## AIM
Please update the data below by replacing each "the operator" with "the reviewer" and keeping everything else the same.

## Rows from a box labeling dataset

<<<<

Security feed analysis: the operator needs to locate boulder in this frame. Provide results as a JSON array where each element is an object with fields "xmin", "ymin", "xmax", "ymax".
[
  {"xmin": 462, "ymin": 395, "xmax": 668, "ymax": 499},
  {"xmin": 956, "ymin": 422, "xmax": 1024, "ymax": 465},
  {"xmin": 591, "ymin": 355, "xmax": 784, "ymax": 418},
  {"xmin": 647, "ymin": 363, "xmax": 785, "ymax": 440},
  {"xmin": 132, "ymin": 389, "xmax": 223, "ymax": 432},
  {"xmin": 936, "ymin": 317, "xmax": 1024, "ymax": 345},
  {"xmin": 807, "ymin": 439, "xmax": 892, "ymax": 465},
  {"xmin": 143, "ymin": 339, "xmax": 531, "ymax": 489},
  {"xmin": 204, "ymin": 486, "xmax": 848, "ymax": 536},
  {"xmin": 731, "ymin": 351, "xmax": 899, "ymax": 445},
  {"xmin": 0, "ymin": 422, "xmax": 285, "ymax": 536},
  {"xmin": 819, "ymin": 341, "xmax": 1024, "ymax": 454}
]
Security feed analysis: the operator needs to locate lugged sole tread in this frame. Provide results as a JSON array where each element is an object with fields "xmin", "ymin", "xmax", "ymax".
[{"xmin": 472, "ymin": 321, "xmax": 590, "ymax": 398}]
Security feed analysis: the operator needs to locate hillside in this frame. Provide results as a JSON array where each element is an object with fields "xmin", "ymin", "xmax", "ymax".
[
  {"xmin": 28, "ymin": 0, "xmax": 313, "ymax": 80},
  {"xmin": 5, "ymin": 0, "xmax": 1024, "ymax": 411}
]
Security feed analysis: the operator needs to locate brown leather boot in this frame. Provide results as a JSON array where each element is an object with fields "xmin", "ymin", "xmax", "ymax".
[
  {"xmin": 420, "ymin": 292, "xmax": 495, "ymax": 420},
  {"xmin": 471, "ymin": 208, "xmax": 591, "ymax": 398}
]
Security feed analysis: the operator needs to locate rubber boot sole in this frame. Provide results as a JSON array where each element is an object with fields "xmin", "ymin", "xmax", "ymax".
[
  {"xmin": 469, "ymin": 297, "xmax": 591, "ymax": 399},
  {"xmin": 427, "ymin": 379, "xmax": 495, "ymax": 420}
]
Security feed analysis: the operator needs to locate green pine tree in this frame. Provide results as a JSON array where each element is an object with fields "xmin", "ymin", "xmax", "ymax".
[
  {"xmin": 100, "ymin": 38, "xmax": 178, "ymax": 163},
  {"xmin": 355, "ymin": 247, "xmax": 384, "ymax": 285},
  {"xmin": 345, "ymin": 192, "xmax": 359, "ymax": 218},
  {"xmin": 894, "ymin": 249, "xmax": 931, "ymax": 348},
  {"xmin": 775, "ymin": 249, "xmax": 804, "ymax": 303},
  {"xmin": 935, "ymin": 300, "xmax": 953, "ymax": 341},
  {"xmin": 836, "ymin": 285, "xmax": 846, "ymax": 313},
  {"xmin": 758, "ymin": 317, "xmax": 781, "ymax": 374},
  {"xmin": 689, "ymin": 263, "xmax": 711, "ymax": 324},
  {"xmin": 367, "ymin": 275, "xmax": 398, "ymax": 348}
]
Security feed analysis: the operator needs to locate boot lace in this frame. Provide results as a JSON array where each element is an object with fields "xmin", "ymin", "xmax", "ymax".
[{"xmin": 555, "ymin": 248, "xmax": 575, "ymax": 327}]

>>>>

## RESULT FOR THIS EXERCISE
Security feed analysis: the reviewer needs to locate boulder in this frame. Provide results as a JSON array where each element is an object with fields "xmin", "ymin", "xmax", "ymax".
[
  {"xmin": 462, "ymin": 395, "xmax": 668, "ymax": 499},
  {"xmin": 956, "ymin": 422, "xmax": 1024, "ymax": 465},
  {"xmin": 591, "ymin": 355, "xmax": 784, "ymax": 418},
  {"xmin": 647, "ymin": 363, "xmax": 785, "ymax": 440},
  {"xmin": 132, "ymin": 389, "xmax": 223, "ymax": 432},
  {"xmin": 936, "ymin": 317, "xmax": 1024, "ymax": 345},
  {"xmin": 807, "ymin": 439, "xmax": 892, "ymax": 465},
  {"xmin": 143, "ymin": 339, "xmax": 531, "ymax": 489},
  {"xmin": 204, "ymin": 486, "xmax": 848, "ymax": 536},
  {"xmin": 731, "ymin": 351, "xmax": 899, "ymax": 445},
  {"xmin": 0, "ymin": 422, "xmax": 285, "ymax": 536},
  {"xmin": 819, "ymin": 341, "xmax": 1024, "ymax": 454}
]
Security feed analysis: the reviewer needs to locate lugged sole tread in this frame. Provide results as a JSON array where each element is an object with fields "xmin", "ymin", "xmax", "ymax".
[{"xmin": 472, "ymin": 321, "xmax": 590, "ymax": 398}]
Security feed analysis: the reviewer needs to locate hillside in this frame. Provide results as a JSON array where each element is an object with fields "xmin", "ymin", "xmax", "ymax".
[
  {"xmin": 28, "ymin": 0, "xmax": 313, "ymax": 80},
  {"xmin": 5, "ymin": 0, "xmax": 1024, "ymax": 411}
]
Security feed analysis: the reviewer needs to locate brown leather boot in this frame. Provide results as a JSON array where each element is an object with fields "xmin", "ymin", "xmax", "ymax".
[
  {"xmin": 420, "ymin": 292, "xmax": 495, "ymax": 420},
  {"xmin": 471, "ymin": 208, "xmax": 591, "ymax": 398}
]
Security feed analysis: the reviewer needs to locate rubber boot sole in this frame. Provide results as a JSON array where each element is an object with fields "xmin", "ymin", "xmax", "ymax".
[
  {"xmin": 469, "ymin": 297, "xmax": 591, "ymax": 399},
  {"xmin": 427, "ymin": 379, "xmax": 495, "ymax": 420}
]
Security feed analysis: the reviewer needs to locate green pine tree in this frame. Provide results as a JSON array where each element is an object with fields "xmin", "ymin", "xmax", "ymax".
[
  {"xmin": 100, "ymin": 38, "xmax": 178, "ymax": 163},
  {"xmin": 355, "ymin": 247, "xmax": 384, "ymax": 285},
  {"xmin": 345, "ymin": 192, "xmax": 359, "ymax": 218},
  {"xmin": 894, "ymin": 249, "xmax": 931, "ymax": 348},
  {"xmin": 775, "ymin": 249, "xmax": 804, "ymax": 303},
  {"xmin": 935, "ymin": 300, "xmax": 953, "ymax": 341},
  {"xmin": 836, "ymin": 285, "xmax": 846, "ymax": 313},
  {"xmin": 758, "ymin": 317, "xmax": 781, "ymax": 374},
  {"xmin": 689, "ymin": 263, "xmax": 711, "ymax": 324},
  {"xmin": 367, "ymin": 275, "xmax": 398, "ymax": 348}
]
Security feed analysis: the reviewer needs to locate boot lace in this frame. Provide results as a JSON array where each element is an object with fields "xmin", "ymin", "xmax", "ymax".
[{"xmin": 555, "ymin": 248, "xmax": 575, "ymax": 327}]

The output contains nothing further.